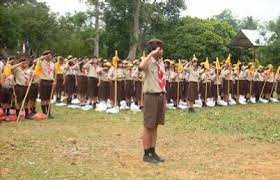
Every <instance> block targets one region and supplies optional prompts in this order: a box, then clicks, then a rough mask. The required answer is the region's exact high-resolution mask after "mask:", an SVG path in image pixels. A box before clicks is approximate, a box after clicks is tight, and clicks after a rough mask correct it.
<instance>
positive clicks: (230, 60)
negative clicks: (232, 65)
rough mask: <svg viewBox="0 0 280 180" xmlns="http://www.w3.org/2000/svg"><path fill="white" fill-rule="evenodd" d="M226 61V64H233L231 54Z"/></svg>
mask: <svg viewBox="0 0 280 180" xmlns="http://www.w3.org/2000/svg"><path fill="white" fill-rule="evenodd" d="M225 63H226V64H231V54H229V55H228V57H227V59H226V62H225Z"/></svg>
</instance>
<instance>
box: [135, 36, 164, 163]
mask: <svg viewBox="0 0 280 180" xmlns="http://www.w3.org/2000/svg"><path fill="white" fill-rule="evenodd" d="M148 54H149V55H148V56H147V57H146V58H143V59H142V61H141V63H140V65H139V69H140V70H143V71H144V73H145V76H144V86H143V91H144V132H143V146H144V157H143V161H144V162H148V163H158V162H163V161H164V160H162V159H161V158H160V157H159V156H158V155H157V154H156V152H155V146H156V139H157V127H158V125H164V121H165V104H166V97H165V93H166V90H165V85H166V82H165V79H164V74H165V69H164V63H163V60H162V55H163V43H162V41H160V40H158V39H152V40H150V41H149V42H148Z"/></svg>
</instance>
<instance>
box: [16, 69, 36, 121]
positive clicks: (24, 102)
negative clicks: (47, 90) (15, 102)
mask: <svg viewBox="0 0 280 180" xmlns="http://www.w3.org/2000/svg"><path fill="white" fill-rule="evenodd" d="M33 67H34V64H33V65H32V66H31V68H30V69H32V68H33ZM33 77H34V73H33V74H32V76H31V79H30V82H29V84H28V87H27V90H26V93H25V95H24V98H23V101H22V103H21V107H20V109H19V114H18V116H17V120H16V122H17V123H18V122H19V120H20V113H21V111H22V109H23V107H24V104H25V101H26V99H27V96H28V93H29V90H30V87H31V84H32V80H33Z"/></svg>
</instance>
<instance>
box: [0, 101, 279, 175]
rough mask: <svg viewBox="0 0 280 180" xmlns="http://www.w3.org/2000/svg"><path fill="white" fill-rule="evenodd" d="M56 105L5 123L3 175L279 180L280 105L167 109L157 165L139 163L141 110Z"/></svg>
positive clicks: (0, 160) (160, 129)
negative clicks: (266, 179) (159, 162)
mask: <svg viewBox="0 0 280 180" xmlns="http://www.w3.org/2000/svg"><path fill="white" fill-rule="evenodd" d="M53 111H54V112H53V115H54V116H55V119H51V120H45V121H30V120H29V121H28V120H24V121H22V122H21V123H19V124H17V125H16V124H14V123H5V122H2V123H0V179H28V180H29V179H36V180H37V179H202V178H207V179H253V178H254V179H279V178H280V171H279V170H280V104H265V105H263V104H257V105H246V106H241V105H237V106H232V107H216V108H202V109H197V113H194V114H189V113H188V112H187V111H181V110H180V111H174V110H173V111H168V112H167V116H166V125H165V126H163V127H160V129H159V137H158V146H157V149H158V152H159V154H160V155H161V156H162V157H163V158H165V159H166V162H165V163H161V164H158V165H149V164H145V163H143V162H142V155H143V152H142V142H141V136H142V121H143V119H142V118H143V115H142V113H136V114H135V113H133V112H130V111H127V112H121V113H120V114H117V115H109V114H104V113H97V112H94V111H90V112H84V111H80V110H70V109H66V108H54V110H53Z"/></svg>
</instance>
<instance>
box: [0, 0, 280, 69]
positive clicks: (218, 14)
mask: <svg viewBox="0 0 280 180" xmlns="http://www.w3.org/2000/svg"><path fill="white" fill-rule="evenodd" d="M81 1H83V2H86V3H87V5H88V7H89V10H88V11H87V12H76V13H74V14H66V15H63V16H61V15H58V14H55V13H52V12H51V11H50V9H49V7H48V6H47V5H46V4H45V3H41V2H37V1H36V0H14V1H7V0H0V48H1V52H2V53H8V54H16V53H17V52H19V51H21V48H22V44H23V43H24V42H26V43H28V45H29V49H30V51H29V53H30V54H34V55H39V54H40V53H41V52H42V51H43V50H44V49H47V48H49V49H53V50H54V51H55V52H56V53H57V54H59V55H62V56H67V55H70V54H71V55H73V56H77V57H79V56H92V55H93V54H95V55H97V56H100V57H103V58H111V57H112V56H113V54H114V50H118V51H119V55H120V57H121V58H123V59H125V58H129V59H134V58H139V57H140V56H141V55H142V51H143V50H144V44H145V42H146V41H147V40H149V39H150V38H159V39H162V40H163V41H164V43H165V54H164V56H165V57H166V58H175V59H177V58H190V57H191V56H192V55H193V54H196V55H197V56H198V57H201V58H205V57H209V58H213V59H214V58H215V57H220V58H222V57H225V56H227V54H228V53H230V52H232V49H230V47H229V42H230V41H231V39H232V38H233V37H234V36H235V34H236V33H237V32H238V31H239V30H240V29H243V28H244V29H259V28H260V27H261V28H264V29H267V30H271V31H274V32H275V33H276V36H275V37H273V39H271V41H270V45H269V46H268V47H265V48H261V49H260V50H259V51H258V52H260V53H262V56H261V60H262V59H263V62H264V63H274V64H277V63H278V64H279V58H280V55H279V52H280V51H279V49H280V40H279V34H280V28H279V27H280V18H279V19H277V20H275V21H271V22H270V23H269V25H268V26H267V27H266V26H265V24H261V23H260V22H259V21H258V20H257V19H255V18H254V17H251V16H249V17H245V18H242V19H238V18H236V17H235V16H234V15H233V13H232V12H231V11H230V10H228V9H226V10H224V11H223V12H222V13H220V14H218V15H216V16H214V17H213V18H210V19H199V18H193V17H189V16H186V17H181V15H180V14H181V13H180V12H181V11H182V10H187V4H186V1H185V0H166V1H155V0H154V1H151V0H118V1H115V0H81ZM233 54H234V55H235V53H233ZM242 55H244V59H246V60H250V59H251V57H252V52H251V51H250V50H244V52H243V54H242ZM241 58H242V57H241Z"/></svg>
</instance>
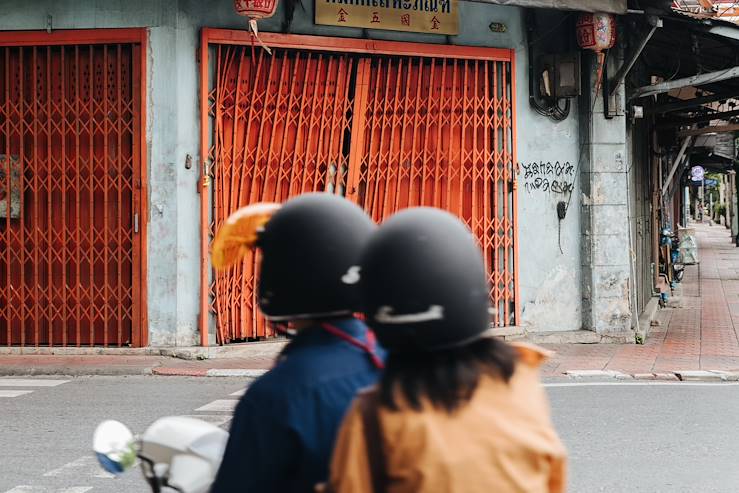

+ + + + + + +

* _Task instructions_:
Identify every line of the records that contains the string "positive", and copy each one. Matching is case-sensitive.

* _Your solution_:
positive clicks: (230, 60)
positive clicks: (24, 102)
positive clicks: (0, 160) (160, 129)
positive clicks: (218, 14)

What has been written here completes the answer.